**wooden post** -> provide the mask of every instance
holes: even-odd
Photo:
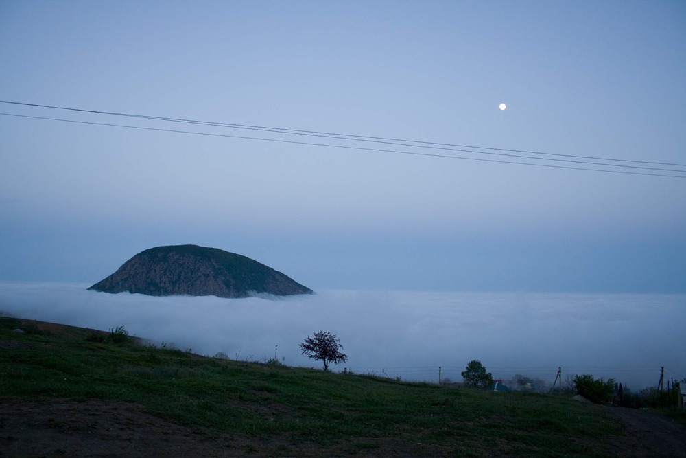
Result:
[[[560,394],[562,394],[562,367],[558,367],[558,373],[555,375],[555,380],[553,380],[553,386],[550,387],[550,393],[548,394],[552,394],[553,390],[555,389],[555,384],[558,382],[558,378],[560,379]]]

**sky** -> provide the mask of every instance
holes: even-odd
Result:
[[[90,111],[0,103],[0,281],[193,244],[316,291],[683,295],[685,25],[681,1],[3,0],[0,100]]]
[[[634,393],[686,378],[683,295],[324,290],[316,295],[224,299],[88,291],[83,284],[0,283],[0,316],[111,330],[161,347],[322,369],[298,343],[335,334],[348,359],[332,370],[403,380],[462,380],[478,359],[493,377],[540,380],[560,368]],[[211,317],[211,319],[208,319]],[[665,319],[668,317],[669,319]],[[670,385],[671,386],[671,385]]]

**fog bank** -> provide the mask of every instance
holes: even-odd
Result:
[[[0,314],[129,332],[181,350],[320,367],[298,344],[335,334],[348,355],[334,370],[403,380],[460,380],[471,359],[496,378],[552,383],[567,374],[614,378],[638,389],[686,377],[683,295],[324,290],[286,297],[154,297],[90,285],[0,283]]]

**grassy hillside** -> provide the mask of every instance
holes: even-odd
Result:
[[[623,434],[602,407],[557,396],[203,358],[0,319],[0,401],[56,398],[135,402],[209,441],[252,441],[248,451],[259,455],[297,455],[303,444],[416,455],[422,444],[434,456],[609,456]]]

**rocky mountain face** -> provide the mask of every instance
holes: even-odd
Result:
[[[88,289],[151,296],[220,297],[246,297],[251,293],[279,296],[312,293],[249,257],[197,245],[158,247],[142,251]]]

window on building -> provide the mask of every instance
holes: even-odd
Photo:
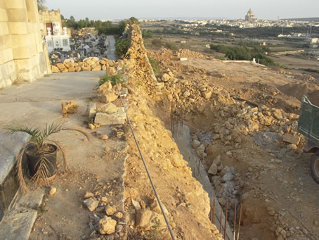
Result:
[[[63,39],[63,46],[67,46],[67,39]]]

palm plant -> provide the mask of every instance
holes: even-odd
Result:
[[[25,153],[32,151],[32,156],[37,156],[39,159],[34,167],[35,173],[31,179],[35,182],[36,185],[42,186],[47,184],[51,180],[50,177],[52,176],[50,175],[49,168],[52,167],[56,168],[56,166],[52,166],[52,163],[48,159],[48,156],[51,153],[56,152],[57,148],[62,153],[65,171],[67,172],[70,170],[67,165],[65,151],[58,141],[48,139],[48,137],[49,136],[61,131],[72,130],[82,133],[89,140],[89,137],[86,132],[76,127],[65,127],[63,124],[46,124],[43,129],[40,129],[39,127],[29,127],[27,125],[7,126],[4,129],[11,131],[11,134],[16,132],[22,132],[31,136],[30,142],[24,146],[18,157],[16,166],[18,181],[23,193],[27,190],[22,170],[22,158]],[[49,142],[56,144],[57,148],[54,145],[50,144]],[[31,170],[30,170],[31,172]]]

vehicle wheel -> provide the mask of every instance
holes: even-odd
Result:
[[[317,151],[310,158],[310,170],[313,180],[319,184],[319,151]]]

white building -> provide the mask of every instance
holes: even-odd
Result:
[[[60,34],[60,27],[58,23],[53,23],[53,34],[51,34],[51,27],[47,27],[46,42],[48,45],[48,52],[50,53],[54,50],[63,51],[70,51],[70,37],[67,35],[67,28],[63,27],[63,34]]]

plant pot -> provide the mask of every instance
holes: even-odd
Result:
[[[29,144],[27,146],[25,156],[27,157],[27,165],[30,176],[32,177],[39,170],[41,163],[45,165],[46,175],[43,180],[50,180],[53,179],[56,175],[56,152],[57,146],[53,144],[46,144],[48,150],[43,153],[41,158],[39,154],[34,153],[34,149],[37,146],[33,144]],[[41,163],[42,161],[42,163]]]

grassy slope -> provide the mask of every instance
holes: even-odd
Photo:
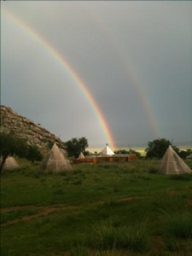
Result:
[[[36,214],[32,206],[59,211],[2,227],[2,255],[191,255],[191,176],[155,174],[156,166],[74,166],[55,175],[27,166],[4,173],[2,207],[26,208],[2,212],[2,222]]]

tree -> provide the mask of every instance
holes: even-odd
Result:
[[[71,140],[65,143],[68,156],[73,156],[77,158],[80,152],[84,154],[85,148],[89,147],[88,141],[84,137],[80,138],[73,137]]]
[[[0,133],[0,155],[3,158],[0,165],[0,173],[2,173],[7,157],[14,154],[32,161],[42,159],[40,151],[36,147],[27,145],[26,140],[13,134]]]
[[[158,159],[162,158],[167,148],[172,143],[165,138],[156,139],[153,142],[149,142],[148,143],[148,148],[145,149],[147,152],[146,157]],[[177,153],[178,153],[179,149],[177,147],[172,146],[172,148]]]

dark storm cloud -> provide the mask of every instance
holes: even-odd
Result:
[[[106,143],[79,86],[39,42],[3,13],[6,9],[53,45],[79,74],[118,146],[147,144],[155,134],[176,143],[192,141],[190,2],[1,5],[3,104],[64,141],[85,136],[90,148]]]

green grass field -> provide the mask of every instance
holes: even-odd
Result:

:: WHAT TO PRODUCE ::
Print every line of the records above word for word, and leave out the pictures.

:: FINISHED ANSWER ::
**wooden post** -> provide the mask of every instance
holes: even-odd
Photo:
Result:
[[[560,394],[562,394],[562,367],[558,367],[558,373],[555,375],[555,380],[553,380],[553,386],[550,387],[550,393],[548,394],[552,394],[553,390],[555,389],[555,384],[558,382],[558,378],[560,379]]]

**sky** -> provide the mask of every instance
holes: even-odd
Result:
[[[90,111],[0,103],[0,281],[193,244],[316,291],[683,295],[685,25],[681,1],[3,0],[0,100]]]
[[[634,393],[686,378],[683,295],[324,290],[316,295],[224,299],[88,291],[83,284],[0,283],[0,316],[111,330],[161,347],[322,369],[298,343],[335,334],[348,359],[332,370],[403,380],[462,380],[478,359],[493,377],[540,380],[560,368]],[[211,317],[211,319],[208,319]],[[665,319],[668,317],[669,319]],[[670,385],[671,386],[671,385]]]

**fog bank** -> provide the mask of every instance
holes: even-odd
Result:
[[[0,314],[129,332],[181,350],[320,367],[298,344],[335,334],[348,355],[334,370],[403,380],[460,380],[471,359],[496,378],[552,383],[567,374],[614,378],[638,389],[686,377],[683,295],[324,290],[286,297],[154,297],[90,285],[0,283]]]

**grassy hillside** -> provide the mask of every instance
holes: even-odd
Result:
[[[623,434],[602,407],[557,396],[203,358],[0,319],[0,401],[56,398],[135,402],[209,441],[252,441],[248,451],[259,455],[297,455],[303,444],[416,455],[422,444],[434,456],[609,456]]]

**rocky mountain face** -> provide the mask of every instance
holes: even-odd
Result:
[[[88,289],[151,296],[220,297],[246,297],[251,293],[279,296],[312,293],[249,257],[197,245],[158,247],[142,251]]]

window on building -> provide the mask of every instance
holes: even-odd
Photo:
Result:
[[[63,39],[63,46],[67,46],[67,39]]]

palm plant -> provide the mask of every instance
holes: even-odd
Result:
[[[25,153],[32,151],[32,156],[37,156],[39,159],[34,167],[35,173],[31,179],[35,182],[36,185],[42,186],[47,184],[51,180],[50,177],[52,176],[50,175],[49,168],[52,167],[56,168],[56,166],[52,166],[52,163],[48,159],[48,156],[51,153],[56,152],[57,148],[62,153],[65,171],[67,172],[70,170],[67,165],[65,151],[58,141],[48,139],[48,137],[49,136],[61,131],[72,130],[82,133],[89,140],[89,137],[86,132],[76,127],[65,127],[63,124],[46,124],[43,129],[40,129],[39,127],[29,127],[27,125],[7,126],[4,129],[11,131],[11,134],[16,132],[22,132],[31,136],[30,142],[24,146],[18,157],[16,166],[18,181],[23,193],[27,190],[22,170],[22,158]],[[49,142],[56,144],[57,148],[54,145],[50,144]],[[31,170],[30,170],[31,172]]]

vehicle wheel -> provide the mask of every instance
holes: even-odd
Result:
[[[317,151],[310,158],[310,170],[313,180],[319,184],[319,151]]]

white building -> provide the mask of every instance
holes: even-odd
Result:
[[[60,34],[60,27],[58,23],[53,23],[53,34],[51,34],[51,27],[47,27],[46,42],[48,45],[48,52],[50,53],[54,50],[63,51],[70,51],[70,37],[67,35],[67,28],[63,27],[63,34]]]

plant pot -> provide the mask of every instance
holes: even-odd
Result:
[[[29,144],[27,146],[25,156],[27,157],[27,165],[30,176],[32,177],[39,170],[41,163],[45,165],[46,175],[43,180],[50,180],[53,179],[56,175],[56,152],[57,146],[53,144],[46,144],[48,150],[43,153],[41,158],[39,154],[34,153],[34,149],[37,146],[33,144]],[[41,163],[42,161],[42,163]]]

grassy slope -> provide the mask of every instance
holes: even-odd
Photo:
Result:
[[[36,214],[32,206],[59,211],[2,227],[2,255],[191,255],[191,176],[155,174],[156,166],[74,166],[55,175],[27,166],[4,173],[2,207],[26,208],[2,212],[2,222]]]

tree -> provide the mask of every instance
holes: even-odd
Result:
[[[71,140],[65,143],[68,156],[73,156],[77,158],[80,152],[84,154],[85,148],[89,147],[88,141],[84,137],[80,138],[73,137]]]
[[[0,133],[0,155],[3,158],[0,165],[0,173],[2,173],[7,157],[14,154],[32,161],[42,159],[40,151],[36,147],[27,145],[26,140],[13,134]]]
[[[158,159],[162,158],[167,148],[172,143],[165,138],[156,139],[153,142],[149,142],[148,143],[148,148],[145,149],[147,152],[146,157]],[[177,153],[178,153],[179,149],[177,147],[172,146],[172,148]]]

dark storm cloud -> provide the mask of every instance
holes: even-odd
Result:
[[[106,143],[79,86],[39,42],[3,13],[6,9],[53,45],[79,74],[118,146],[147,144],[155,134],[176,143],[192,141],[190,2],[1,5],[3,104],[64,141],[85,136],[90,148]]]

green grass field -> provide the mask of every instance
holes: even-odd
Result:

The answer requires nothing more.